* Begin *

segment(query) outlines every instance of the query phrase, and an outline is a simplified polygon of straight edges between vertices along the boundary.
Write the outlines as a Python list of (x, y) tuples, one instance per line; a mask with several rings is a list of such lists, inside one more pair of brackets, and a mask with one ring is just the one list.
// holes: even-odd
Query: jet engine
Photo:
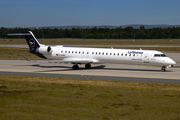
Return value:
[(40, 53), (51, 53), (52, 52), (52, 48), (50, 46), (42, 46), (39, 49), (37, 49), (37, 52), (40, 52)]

* End *

§ Job:
Write out every row above verbatim, leaving out the picture.

§ Answer for this exercise:
segment(query) outlines every instance of the query phrase, and an outline is a simplified polygon of straight edges between vertices along the boundary.
Write the outlines as a Python list of (x, y) tuples, one instance per line; a mask with several rings is a list of such lists, inside one more pair of brackets, and a mask with one ring is just the one list.
// holes: even-odd
Query: jet engine
Photo:
Return value:
[(40, 53), (51, 53), (52, 52), (52, 48), (50, 46), (42, 46), (39, 49), (37, 49), (37, 52), (40, 52)]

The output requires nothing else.